◆ Work instruction ◆
Every line of the following records that includes "blurred" should be copied.

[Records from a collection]

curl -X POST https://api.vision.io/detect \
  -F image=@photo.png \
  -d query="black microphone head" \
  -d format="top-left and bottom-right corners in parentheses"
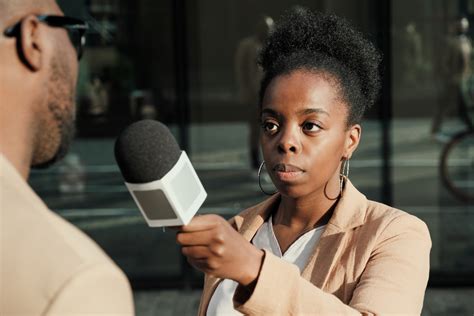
top-left (114, 120), bottom-right (182, 183)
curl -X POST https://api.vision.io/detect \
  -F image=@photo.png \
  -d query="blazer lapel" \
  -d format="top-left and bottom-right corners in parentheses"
top-left (301, 225), bottom-right (346, 288)
top-left (301, 179), bottom-right (367, 289)
top-left (236, 194), bottom-right (280, 240)
top-left (198, 274), bottom-right (221, 316)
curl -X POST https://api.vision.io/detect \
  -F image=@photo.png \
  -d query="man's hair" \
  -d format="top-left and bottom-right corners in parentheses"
top-left (258, 7), bottom-right (382, 126)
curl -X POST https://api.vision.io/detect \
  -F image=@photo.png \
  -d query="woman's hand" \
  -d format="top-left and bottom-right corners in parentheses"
top-left (176, 214), bottom-right (264, 286)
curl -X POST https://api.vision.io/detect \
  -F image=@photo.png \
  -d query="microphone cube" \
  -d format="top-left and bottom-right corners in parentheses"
top-left (125, 152), bottom-right (207, 227)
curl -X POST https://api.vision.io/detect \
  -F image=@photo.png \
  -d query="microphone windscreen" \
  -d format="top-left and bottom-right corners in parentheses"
top-left (114, 120), bottom-right (182, 183)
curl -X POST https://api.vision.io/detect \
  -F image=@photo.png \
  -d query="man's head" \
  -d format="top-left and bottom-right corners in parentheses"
top-left (255, 15), bottom-right (274, 42)
top-left (0, 0), bottom-right (86, 169)
top-left (457, 17), bottom-right (469, 35)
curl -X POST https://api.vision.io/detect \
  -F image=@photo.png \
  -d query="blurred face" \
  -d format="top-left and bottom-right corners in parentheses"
top-left (32, 7), bottom-right (79, 168)
top-left (260, 69), bottom-right (358, 199)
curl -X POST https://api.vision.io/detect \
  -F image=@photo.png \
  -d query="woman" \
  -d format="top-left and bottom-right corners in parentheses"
top-left (176, 8), bottom-right (431, 315)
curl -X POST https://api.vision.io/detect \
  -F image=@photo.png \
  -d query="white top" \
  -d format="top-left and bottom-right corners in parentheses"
top-left (206, 216), bottom-right (327, 316)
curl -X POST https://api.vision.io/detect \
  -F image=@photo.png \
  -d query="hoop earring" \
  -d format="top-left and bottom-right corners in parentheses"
top-left (258, 161), bottom-right (277, 196)
top-left (339, 158), bottom-right (350, 196)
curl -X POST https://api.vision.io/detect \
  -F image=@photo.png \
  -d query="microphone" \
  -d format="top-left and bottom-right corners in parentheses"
top-left (114, 120), bottom-right (207, 227)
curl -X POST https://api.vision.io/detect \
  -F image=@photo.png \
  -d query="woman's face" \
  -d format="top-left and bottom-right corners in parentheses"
top-left (260, 69), bottom-right (360, 199)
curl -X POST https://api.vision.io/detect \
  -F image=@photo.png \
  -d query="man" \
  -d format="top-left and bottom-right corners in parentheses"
top-left (432, 16), bottom-right (473, 140)
top-left (0, 0), bottom-right (134, 314)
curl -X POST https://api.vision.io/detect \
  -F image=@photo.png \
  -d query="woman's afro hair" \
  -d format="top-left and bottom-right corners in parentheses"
top-left (258, 7), bottom-right (382, 125)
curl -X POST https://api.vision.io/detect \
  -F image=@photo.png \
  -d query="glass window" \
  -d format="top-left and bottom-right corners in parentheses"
top-left (30, 0), bottom-right (388, 286)
top-left (391, 0), bottom-right (474, 277)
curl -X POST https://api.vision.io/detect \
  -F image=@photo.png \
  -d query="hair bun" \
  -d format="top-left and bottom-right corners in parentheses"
top-left (259, 8), bottom-right (382, 112)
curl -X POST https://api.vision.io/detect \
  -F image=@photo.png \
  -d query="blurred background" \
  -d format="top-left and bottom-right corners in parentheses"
top-left (30, 0), bottom-right (473, 314)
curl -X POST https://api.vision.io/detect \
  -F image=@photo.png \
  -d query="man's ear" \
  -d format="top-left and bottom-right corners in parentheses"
top-left (18, 15), bottom-right (44, 71)
top-left (344, 124), bottom-right (361, 159)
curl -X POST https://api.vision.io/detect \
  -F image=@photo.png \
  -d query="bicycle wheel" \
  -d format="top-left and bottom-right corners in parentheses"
top-left (440, 130), bottom-right (474, 202)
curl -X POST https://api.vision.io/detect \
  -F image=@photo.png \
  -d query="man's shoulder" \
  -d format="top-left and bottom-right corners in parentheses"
top-left (1, 155), bottom-right (112, 265)
top-left (4, 191), bottom-right (119, 272)
top-left (1, 167), bottom-right (130, 314)
top-left (2, 176), bottom-right (112, 266)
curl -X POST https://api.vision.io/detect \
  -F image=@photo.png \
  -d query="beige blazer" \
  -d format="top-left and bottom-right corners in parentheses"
top-left (0, 155), bottom-right (134, 315)
top-left (198, 180), bottom-right (431, 315)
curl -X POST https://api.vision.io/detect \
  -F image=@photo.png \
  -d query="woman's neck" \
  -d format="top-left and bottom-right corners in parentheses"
top-left (274, 191), bottom-right (338, 230)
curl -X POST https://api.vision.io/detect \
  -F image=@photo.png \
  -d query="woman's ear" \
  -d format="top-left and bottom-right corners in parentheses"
top-left (344, 124), bottom-right (361, 159)
top-left (18, 15), bottom-right (43, 71)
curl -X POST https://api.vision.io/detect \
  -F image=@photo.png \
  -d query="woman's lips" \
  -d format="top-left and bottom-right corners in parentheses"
top-left (273, 163), bottom-right (304, 181)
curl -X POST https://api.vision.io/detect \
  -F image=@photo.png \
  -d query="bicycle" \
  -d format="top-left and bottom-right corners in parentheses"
top-left (439, 74), bottom-right (474, 203)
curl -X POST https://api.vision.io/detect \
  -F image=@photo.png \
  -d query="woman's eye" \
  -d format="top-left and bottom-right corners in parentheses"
top-left (303, 122), bottom-right (321, 132)
top-left (262, 122), bottom-right (278, 133)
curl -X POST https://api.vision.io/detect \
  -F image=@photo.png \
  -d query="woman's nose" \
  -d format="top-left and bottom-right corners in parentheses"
top-left (277, 126), bottom-right (301, 154)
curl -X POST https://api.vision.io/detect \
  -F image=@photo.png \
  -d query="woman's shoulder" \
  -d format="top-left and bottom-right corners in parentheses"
top-left (363, 199), bottom-right (431, 244)
top-left (365, 199), bottom-right (423, 225)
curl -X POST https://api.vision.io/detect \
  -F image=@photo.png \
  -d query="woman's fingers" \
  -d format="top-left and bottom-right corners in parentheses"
top-left (176, 222), bottom-right (227, 247)
top-left (179, 214), bottom-right (224, 232)
top-left (176, 229), bottom-right (216, 246)
top-left (176, 213), bottom-right (263, 283)
top-left (181, 245), bottom-right (209, 259)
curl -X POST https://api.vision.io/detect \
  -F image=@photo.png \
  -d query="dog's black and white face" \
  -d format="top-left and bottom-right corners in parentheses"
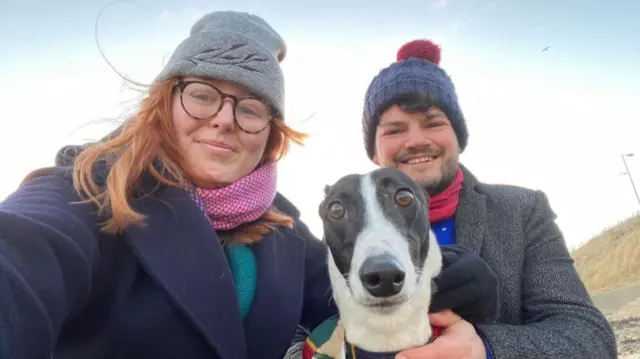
top-left (319, 167), bottom-right (442, 317)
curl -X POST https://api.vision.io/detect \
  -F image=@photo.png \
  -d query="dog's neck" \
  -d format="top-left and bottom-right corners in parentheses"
top-left (344, 333), bottom-right (438, 359)
top-left (310, 316), bottom-right (438, 359)
top-left (342, 323), bottom-right (436, 357)
top-left (339, 275), bottom-right (436, 353)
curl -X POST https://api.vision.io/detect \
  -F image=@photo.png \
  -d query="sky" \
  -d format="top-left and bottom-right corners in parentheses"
top-left (1, 0), bottom-right (639, 250)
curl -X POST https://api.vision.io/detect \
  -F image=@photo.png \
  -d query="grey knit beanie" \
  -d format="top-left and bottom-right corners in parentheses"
top-left (154, 11), bottom-right (287, 118)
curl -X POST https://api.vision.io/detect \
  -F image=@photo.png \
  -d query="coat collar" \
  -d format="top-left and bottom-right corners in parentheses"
top-left (243, 226), bottom-right (305, 359)
top-left (125, 186), bottom-right (306, 359)
top-left (454, 164), bottom-right (489, 256)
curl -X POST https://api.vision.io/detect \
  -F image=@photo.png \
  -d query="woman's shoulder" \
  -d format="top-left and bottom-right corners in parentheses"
top-left (273, 192), bottom-right (301, 219)
top-left (1, 165), bottom-right (104, 263)
top-left (6, 144), bottom-right (109, 236)
top-left (6, 166), bottom-right (97, 222)
top-left (273, 193), bottom-right (327, 255)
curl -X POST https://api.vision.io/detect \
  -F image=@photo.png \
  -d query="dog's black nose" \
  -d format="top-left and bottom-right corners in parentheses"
top-left (359, 254), bottom-right (406, 297)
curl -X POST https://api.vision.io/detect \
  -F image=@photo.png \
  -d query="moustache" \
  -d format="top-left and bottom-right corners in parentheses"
top-left (394, 147), bottom-right (442, 163)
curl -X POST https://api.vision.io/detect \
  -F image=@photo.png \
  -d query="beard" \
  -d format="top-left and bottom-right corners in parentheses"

◆ Answer section ◆
  -d query="blurred face" \
  -d query="blurred background" \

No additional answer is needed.